## Problem to solve
Write out every one of the following records word for word, keeping each line as it stands.

## Material
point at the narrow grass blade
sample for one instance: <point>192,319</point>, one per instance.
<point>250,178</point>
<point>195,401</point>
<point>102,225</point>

## Task solution
point at the narrow grass blade
sample for one instance: <point>192,319</point>, one per instance.
<point>250,178</point>
<point>195,401</point>
<point>102,225</point>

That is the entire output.